Only Rudolph with his nose so bright could hope to spotlight every last inanity in “Reindeer Games,” a breathlessly paced potboiler that’s a “thriller” in name only. With a far-fetched script that might barely have passed muster at the B units in the old studio days, this Dimension release will command a certain up-front attention due to cast topliners Ben Affleck, Gary Sinise and Charlize Theron and vet director John Frankenheimer in his follow-up to “Ronin.” But pic will have to pull off a quick B.O. heist, as the alarms signaling a botched job will go off immediately.
One can almost envision the picture as it might have been done as a low-budget film noir a half-century ago: Dennis O’Keefe, Sterling Hayden or, if we were lucky, Robert Mitchum getting out of prison and impersonating his recently deceased cellmate in order to take up with the girl (Lizabeth Scott, Peggy Cummins or, if he were lucky, Jane Greer) with whom the latter had fallen in love via correspondence.
Little does he know, of course, that she’s not the sweet, romantic creature of her letters, and that this liaison will ensnare him in a lethal plot to knock over a casino on Christmas Eve.
The one nod Frankenheimer makes in the direction of the terse, hard-boiled, gritty noir style in which such a yarn virtually demands to be made is to shoot it in such a high-contrast, color-desaturated manner that it comes close to looking like a black-and-white film.
It also barrels along at a fast clip, but rather in the manner of a train ignoring all semaphores and warning lights on its way to a calamitous arrival at its destination.
Looking far more like a college frat boy than a hardened con finishing out a five-year stretch for grand theft auto, Affleck shuffles in as the affable Rudy, whose roomie Nick (James Frain) has plastered the walls with pictures of the luminous Ashley (Theron), who has promised to be waiting for him when he gets out in two days.
But Nick doesn’t survive that long, so when Rudy, upon his release, spots a lovely gal shivering in the Northern Michigan snow waiting for a man he knows won’t be coming out, he approaches her and introduces himself as … Nick.
After the briefest of preliminaries, the sex-starved souls jump each other’s bones in a nearby motel. But just as Rudy throws out his driver’s license with the intention of playing out the Nick hand as long as he can, in bursts a bunch of thugs led by Gabriel (Sinise in full Charles Manson regalia), who says he’s Ashley’s brother and, in between persuasive threats and thwacks, demands his help in robbing the nearby Indian casino of millions.
The real Nick, it turns out, used to work in security at the casino and thus could have provided invaluable assistance. Rudy, quickly realizing that he’ll be dead meat if Gabriel believes his initial protests that he’s not really Nick, is forced to improvise and come up with at least faintly plausible answers to Gabriel’s many questions, all the while looking for a way out of his jam.
Tale’s mid-section generates some engagement and even momentary tension, as Rudy twice manages to escape, only to be thwarted and tortured (once by darts tossed by Gabriel), and the true relationships and intentions of the characters are weighed and at least partially revealed.

INSTRUCTION 1
Answer these questions on the Reindeer Games review:
(a) Which film did John Frankenheimer direct before this one?
(b) What crime put Rudy in prison?
(c) Who plays Nick?
INSTRUCTION 2
Pick up the Reindeer Games review after its last sentence and keep writing it.
The data that comes next has no connection to the review.

GIVEN MATERIAL
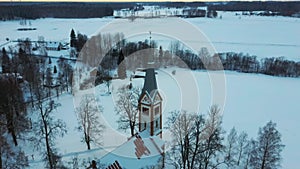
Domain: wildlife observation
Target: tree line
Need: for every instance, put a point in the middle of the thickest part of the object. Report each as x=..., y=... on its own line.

EXPECTED ANSWER 1
(a) "Ronin"
(b) Grand theft auto
(c) James Frain

EXPECTED ANSWER 2
Rudy remains extremely pissed at Ashley’s treachery (“I had better sex in prison,” he insults her in one of scripter Ehren Kruger’s few potent lines), but still retains the slight hope that, in a final reckoning, she might side with him against her evil brother.
This is one of those movies in which an otherwise ruthless villain repeatedly spares the life of the hero for no reason other than that the picture would have to end if he whacked him. Time and again, the crazed Gabriel is on the verge of finishing Rudy off, only to reconsider in uncertainty over his actual identity.
Once his cover is blown after a reconnaissance visit to the casino, Gabriel keeps swallowing Rudy’s b.s. about how Nick told him crucial info about casino operations.
It’s Gabriel’s notion that the gang will raid the nearly empty casino wearing Santa Claus suits. But in the ensuing mayhem, the Christmas booty doesn’t get distributed very fairly, and the final reel has more twists, dissension and betrayals than “The Asphalt Jungle,” “The Killing” and “Odds Against Tomorrow” combined, or at least seems to, given how they’re piled one on top of another, to ludicrous effect, within minutes of each other. (Dimension’s presskit begs critics not to reveal “unexpected plot developments so that the audience can enjoy them for the first time,” as if this were “The Crying Game” all over again, but no such luck.)
Too much the everyday good guy to lend weight or sardonic irony to a role that needs something in the way of an attitude, Affleck isn’t the most convincing bluffer in the world in his crucial scenes opposite Sinise; in a contemporary context, one could imagine such a role best played either by a tough customer such as Bruce Willis or a slithery chameleon on the order of Edward Norton.
Sinise, who won an Emmy playing George Wallace for Frankenheimer, is pumped up and mean as a mother, as a lifelong trucker looking for his one big haul, while Theron is plenty foxy but, it would seem, too classy to be hanging around all these lowlifes. Little effort is made to sketch in the other members of Gabriel’s gang other than by differentiated looks.
Shot in British Columbia under forbidding looking conditions that only make one hope that there were plenty of hot drinks and warm blankets on hand, pic has the mostly slapdash, inelegant look and sound of a programmer of yore. For Frankenheimer among his recent features, this is unfortunately closer to “The Island of Dr. Moreau” than to last year’s gritty and solid “Ronin.”